● **Fragmento**
Nunca en todo este tiempo había visto esa página, muchas gracias Ekz.

Salud!

----------

## Cereza

 *achaw wrote:*   

>  *Cereza wrote:*   El grupo wheel da permisos al usuario para "convertirse" en otro usuario si conoce su contraseña, es el que permiter hacer su, su pepito o su gorgito a un usuario. Si no está en wheel, el usuario que intente convertirse en otro no podrá hacerlo aunque conozca la contraseña (permiso denegado).
> 
> Saludos :)
> 
> EDITO: Ups, no ví el mensaje de Coghan, lo siento :P 
> ...

 

Aaaaaaaah... perdón :# 

Yo lo entiendo como wheel de rotar entre usuarios.

Saludos jeje.

● **Tareas**
**A)** Enumera los comandos que el hilo sobre el grupo wheel da como ejemplo de lo que ese grupo permite hacer.
**B)** Prosigue el hilo sobre el grupo wheel a partir de su última línea.

● **Datos proporcionados**
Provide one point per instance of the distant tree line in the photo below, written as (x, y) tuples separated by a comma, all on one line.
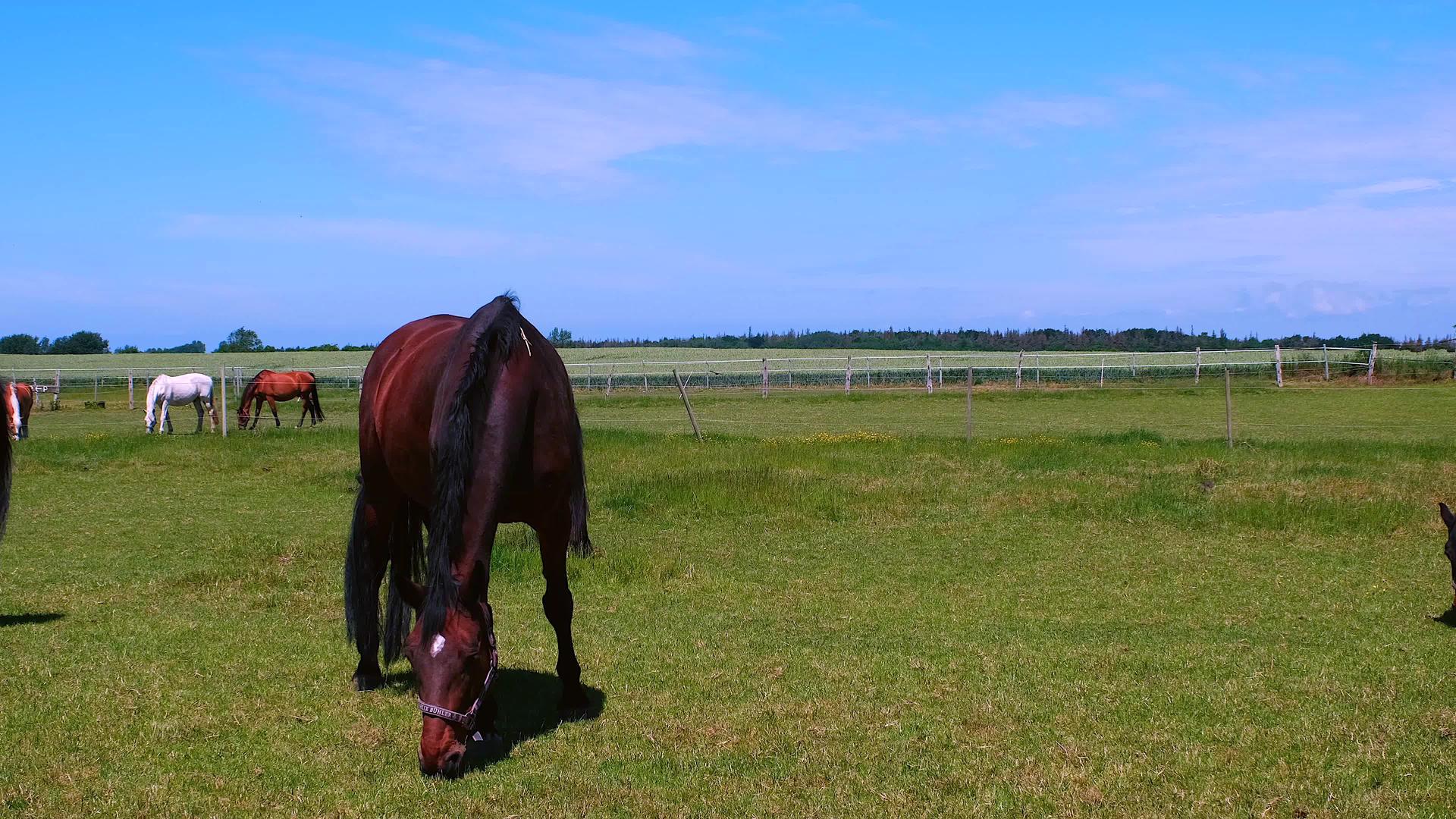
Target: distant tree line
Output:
[(1133, 340), (77, 343)]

● **Respuestas**
**A)** su, su pepito, su gorgito

**B)**
----------

## t4d3o

http://es.wikipedia.org/wiki/Wheel_war

Curioso, la verdad jamas me plantee buscar el significado del grupo wheel, sabia loq ue hacia y tal, pero no por que se llamaba asi  :Smile: 

----------

## Inodoro_Pereyra

 *t4d3o wrote:*   

> http://es.wikipedia.org/wiki/Wheel_war
> 
> Curioso, la verdad jamas me plantee buscar el significado del grupo wheel, sabia loq ue hacia y tal, pero no por que se llamaba asi 

 

Juro que busqué wheel en la wikipedia y terminé leyendo sobre un metodo medieval de tortura!  :Very Happy: 

Exactamente lo que preguntaba, caso cerrado. Gracias...

Salud!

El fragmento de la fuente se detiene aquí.